## [Short task]
Transcribe exactly the lines from the one holding "If you could mark the mown" to the end of the data below, including both of those lines and no others.

## [Record set]
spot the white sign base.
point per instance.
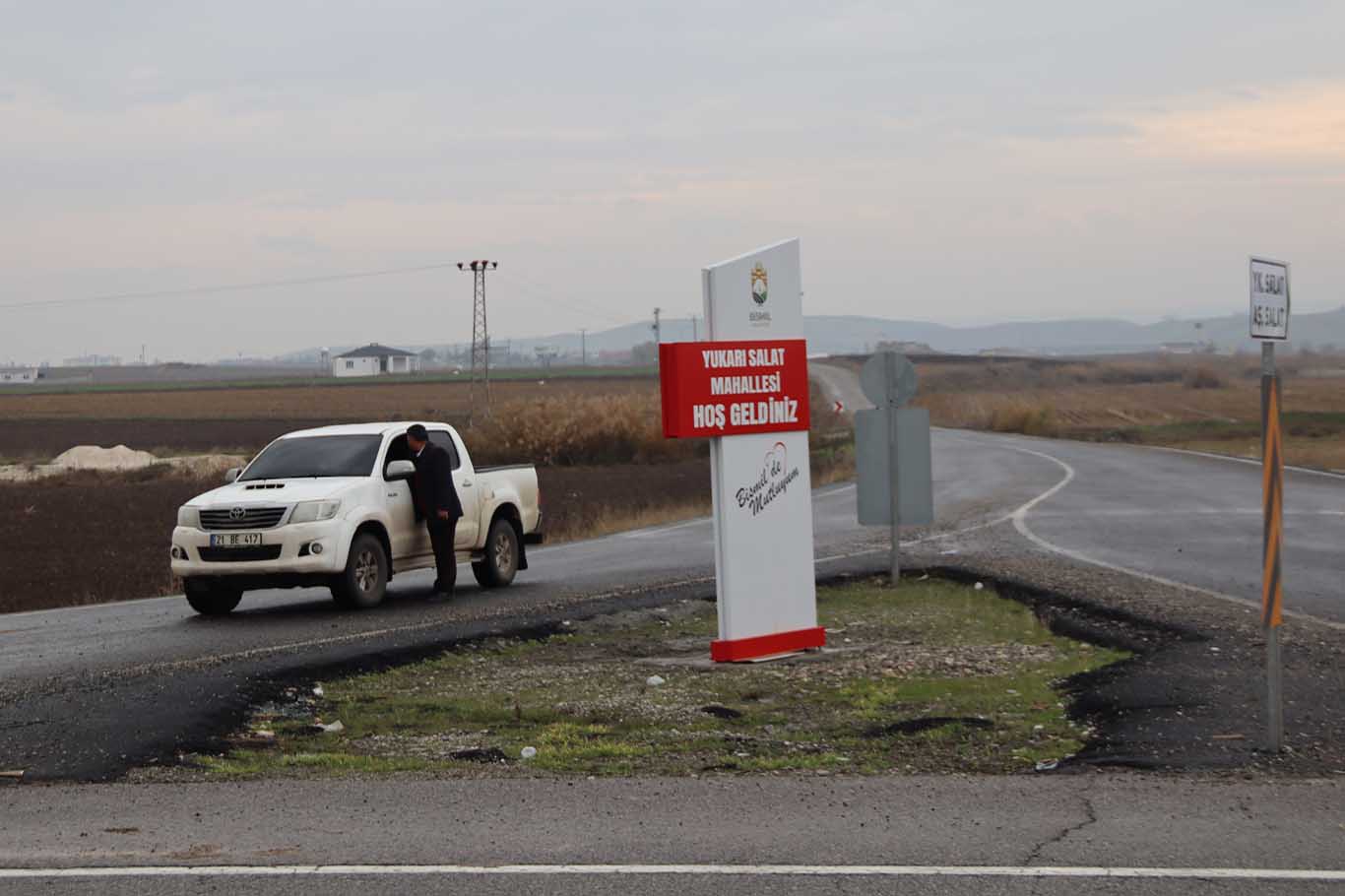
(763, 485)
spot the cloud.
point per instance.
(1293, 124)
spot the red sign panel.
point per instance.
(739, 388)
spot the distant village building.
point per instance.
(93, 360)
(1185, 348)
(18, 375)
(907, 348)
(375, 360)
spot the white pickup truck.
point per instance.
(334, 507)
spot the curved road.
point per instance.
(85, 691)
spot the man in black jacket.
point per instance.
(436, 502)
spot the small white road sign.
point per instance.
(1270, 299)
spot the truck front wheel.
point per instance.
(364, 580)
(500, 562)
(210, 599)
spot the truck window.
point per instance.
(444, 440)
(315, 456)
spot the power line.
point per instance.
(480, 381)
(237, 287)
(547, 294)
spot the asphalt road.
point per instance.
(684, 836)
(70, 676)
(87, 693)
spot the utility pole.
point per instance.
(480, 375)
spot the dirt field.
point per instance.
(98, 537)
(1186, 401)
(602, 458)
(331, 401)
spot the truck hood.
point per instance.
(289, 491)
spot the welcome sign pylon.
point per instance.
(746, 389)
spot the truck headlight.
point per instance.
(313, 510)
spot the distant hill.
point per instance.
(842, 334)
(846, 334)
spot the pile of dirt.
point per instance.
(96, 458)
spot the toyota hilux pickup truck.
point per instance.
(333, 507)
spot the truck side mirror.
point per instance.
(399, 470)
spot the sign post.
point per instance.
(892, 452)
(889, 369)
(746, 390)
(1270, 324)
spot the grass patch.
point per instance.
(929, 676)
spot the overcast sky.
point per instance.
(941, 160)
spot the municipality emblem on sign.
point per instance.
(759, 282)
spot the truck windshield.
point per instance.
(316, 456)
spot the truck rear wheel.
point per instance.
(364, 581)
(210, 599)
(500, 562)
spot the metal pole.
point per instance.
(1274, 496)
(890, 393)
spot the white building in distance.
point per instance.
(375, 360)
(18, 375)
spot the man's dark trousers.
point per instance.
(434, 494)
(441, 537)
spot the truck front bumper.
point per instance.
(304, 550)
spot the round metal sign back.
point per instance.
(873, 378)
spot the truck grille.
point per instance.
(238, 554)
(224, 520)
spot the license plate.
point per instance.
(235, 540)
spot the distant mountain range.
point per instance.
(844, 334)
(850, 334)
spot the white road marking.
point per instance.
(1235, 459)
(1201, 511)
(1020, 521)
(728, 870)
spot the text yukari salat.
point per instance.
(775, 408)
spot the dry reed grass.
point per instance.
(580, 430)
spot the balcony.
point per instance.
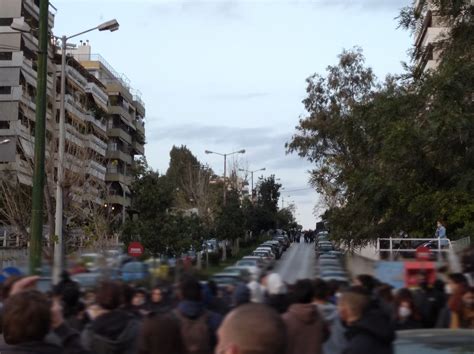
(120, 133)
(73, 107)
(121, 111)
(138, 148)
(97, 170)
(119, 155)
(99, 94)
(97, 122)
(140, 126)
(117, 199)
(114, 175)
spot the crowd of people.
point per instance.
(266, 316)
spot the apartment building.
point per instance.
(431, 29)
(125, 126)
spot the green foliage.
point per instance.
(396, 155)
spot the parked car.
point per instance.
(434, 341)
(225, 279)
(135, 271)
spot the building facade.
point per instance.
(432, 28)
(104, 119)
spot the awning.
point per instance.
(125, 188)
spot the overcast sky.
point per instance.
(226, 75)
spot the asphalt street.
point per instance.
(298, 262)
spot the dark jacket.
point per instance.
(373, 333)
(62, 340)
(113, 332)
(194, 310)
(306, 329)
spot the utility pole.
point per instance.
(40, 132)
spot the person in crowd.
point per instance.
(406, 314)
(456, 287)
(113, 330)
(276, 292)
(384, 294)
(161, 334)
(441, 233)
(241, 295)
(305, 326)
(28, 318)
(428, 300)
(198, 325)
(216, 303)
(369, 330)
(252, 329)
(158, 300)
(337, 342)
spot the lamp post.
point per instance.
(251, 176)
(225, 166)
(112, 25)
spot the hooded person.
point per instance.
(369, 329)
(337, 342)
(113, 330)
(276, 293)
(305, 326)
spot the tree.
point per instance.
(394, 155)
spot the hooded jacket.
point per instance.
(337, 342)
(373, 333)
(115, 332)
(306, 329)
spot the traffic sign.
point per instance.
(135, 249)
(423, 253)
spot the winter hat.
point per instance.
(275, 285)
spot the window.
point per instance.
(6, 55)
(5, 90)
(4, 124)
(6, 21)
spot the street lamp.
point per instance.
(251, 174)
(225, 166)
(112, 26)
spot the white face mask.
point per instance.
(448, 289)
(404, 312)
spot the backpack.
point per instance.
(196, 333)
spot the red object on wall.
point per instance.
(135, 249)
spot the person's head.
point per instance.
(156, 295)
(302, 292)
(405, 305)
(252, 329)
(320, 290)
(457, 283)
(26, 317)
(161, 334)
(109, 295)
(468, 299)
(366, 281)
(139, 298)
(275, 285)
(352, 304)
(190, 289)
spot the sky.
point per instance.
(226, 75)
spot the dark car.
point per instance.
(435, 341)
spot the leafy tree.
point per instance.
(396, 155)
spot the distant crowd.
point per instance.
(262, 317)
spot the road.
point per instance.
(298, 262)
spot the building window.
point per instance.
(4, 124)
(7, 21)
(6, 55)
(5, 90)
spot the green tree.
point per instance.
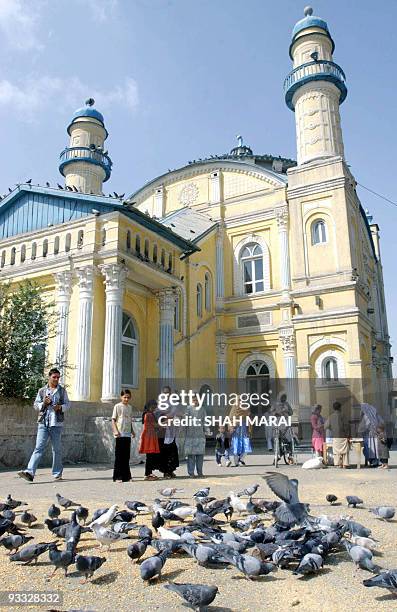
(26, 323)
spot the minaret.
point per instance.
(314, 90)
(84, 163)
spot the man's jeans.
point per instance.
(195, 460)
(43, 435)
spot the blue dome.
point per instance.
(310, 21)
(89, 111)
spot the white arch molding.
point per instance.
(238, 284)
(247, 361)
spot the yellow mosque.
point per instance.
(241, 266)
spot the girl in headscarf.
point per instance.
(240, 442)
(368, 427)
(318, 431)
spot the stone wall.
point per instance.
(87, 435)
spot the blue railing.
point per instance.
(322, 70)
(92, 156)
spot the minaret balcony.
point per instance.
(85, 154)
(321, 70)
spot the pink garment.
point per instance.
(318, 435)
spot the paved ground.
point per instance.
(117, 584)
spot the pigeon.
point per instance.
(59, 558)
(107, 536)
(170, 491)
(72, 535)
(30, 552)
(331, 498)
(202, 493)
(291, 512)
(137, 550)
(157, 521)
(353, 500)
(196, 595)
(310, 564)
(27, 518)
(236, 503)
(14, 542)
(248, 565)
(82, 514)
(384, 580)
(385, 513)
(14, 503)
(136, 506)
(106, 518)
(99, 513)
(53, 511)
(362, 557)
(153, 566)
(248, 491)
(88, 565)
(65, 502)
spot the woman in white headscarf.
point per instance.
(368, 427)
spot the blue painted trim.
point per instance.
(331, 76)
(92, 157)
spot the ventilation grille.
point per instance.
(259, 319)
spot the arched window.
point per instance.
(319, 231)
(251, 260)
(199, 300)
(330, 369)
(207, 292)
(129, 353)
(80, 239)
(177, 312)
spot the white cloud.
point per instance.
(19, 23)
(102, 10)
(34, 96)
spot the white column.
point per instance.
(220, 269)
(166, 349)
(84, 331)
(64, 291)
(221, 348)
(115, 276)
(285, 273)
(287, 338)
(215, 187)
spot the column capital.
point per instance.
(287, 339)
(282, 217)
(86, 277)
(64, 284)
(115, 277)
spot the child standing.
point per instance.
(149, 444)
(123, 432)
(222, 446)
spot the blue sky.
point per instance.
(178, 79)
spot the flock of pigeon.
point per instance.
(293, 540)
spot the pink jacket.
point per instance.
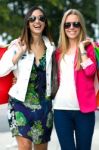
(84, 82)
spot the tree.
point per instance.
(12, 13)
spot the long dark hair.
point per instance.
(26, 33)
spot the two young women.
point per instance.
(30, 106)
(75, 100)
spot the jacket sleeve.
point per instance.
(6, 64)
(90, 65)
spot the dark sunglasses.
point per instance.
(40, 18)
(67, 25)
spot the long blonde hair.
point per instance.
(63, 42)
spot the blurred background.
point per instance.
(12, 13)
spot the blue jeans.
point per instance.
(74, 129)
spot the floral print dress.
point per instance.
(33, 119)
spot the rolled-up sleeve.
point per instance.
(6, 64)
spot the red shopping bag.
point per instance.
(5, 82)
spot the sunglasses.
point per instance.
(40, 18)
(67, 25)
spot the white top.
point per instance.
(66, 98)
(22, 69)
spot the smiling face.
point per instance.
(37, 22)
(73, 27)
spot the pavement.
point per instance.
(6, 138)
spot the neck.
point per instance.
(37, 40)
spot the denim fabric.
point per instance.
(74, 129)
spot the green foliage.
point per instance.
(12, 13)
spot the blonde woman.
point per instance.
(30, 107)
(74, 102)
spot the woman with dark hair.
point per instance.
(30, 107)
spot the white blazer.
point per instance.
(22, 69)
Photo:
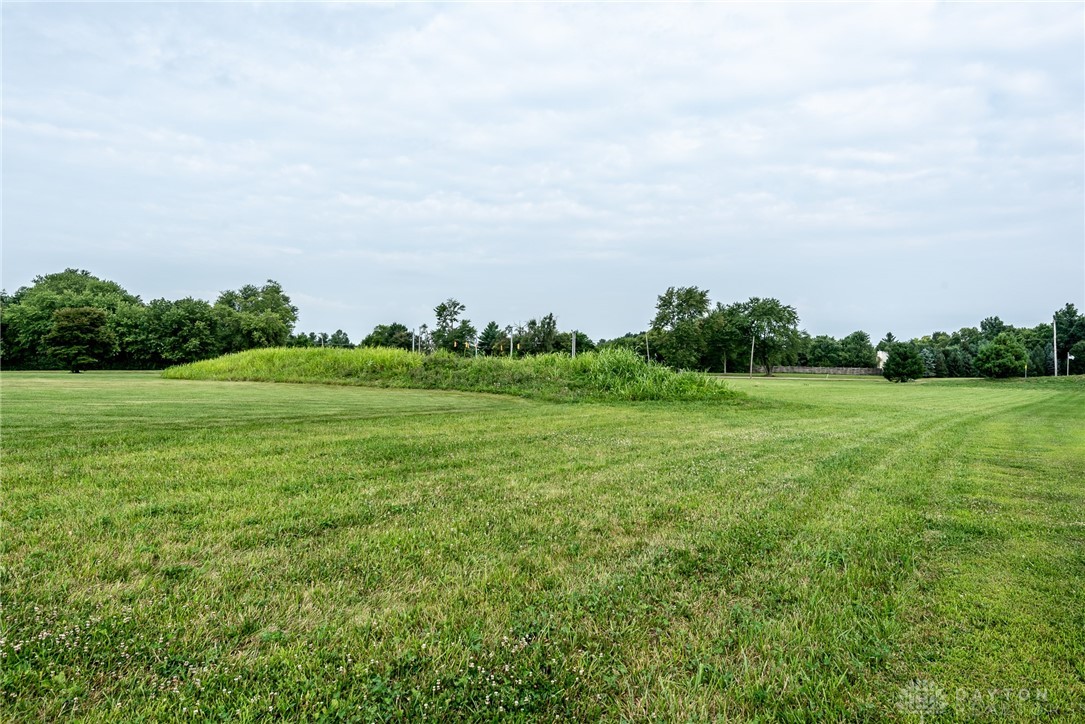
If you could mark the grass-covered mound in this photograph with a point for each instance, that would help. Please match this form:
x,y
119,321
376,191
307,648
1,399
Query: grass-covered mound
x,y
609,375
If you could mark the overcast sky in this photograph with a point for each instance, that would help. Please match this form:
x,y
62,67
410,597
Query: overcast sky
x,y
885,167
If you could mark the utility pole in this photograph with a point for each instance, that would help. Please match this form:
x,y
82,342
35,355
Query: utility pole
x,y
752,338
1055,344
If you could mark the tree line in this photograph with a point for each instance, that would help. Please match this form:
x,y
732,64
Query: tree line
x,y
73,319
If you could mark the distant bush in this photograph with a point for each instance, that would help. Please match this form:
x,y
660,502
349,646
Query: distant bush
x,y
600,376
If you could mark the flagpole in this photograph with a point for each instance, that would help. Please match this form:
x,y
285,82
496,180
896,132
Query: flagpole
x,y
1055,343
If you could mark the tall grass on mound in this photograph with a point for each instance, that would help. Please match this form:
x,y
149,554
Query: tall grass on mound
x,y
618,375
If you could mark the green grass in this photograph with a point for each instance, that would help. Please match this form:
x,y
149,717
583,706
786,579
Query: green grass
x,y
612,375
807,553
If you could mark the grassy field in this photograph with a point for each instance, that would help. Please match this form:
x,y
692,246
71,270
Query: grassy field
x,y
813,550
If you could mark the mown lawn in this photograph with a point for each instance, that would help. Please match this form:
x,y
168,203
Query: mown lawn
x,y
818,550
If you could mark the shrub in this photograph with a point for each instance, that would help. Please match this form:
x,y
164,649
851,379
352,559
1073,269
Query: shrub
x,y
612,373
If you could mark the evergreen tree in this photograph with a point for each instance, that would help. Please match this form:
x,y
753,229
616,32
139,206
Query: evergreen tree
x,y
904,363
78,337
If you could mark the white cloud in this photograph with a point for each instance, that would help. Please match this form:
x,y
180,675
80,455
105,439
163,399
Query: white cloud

## [Response to the exercise]
If you could mark the mown lawn in this photograph with a point for each instance, that would help. Please match this form:
x,y
168,203
Query: mown lawn
x,y
818,550
If you could mark the shrub in this photograph with a point for each instance, that would help. Please match this form:
x,y
164,649
851,379
352,559
1073,269
Query: shrub
x,y
612,373
If you could mark the evergreen tree in this photograph with a point for each instance, that would help. Please match this form:
x,y
753,229
616,32
139,206
Query: evergreen tree
x,y
904,363
78,337
If you could mark the white cloud in this photograph with a point for each instance, that would help. Please match this form:
x,y
180,675
80,455
105,439
163,399
Query: white cloud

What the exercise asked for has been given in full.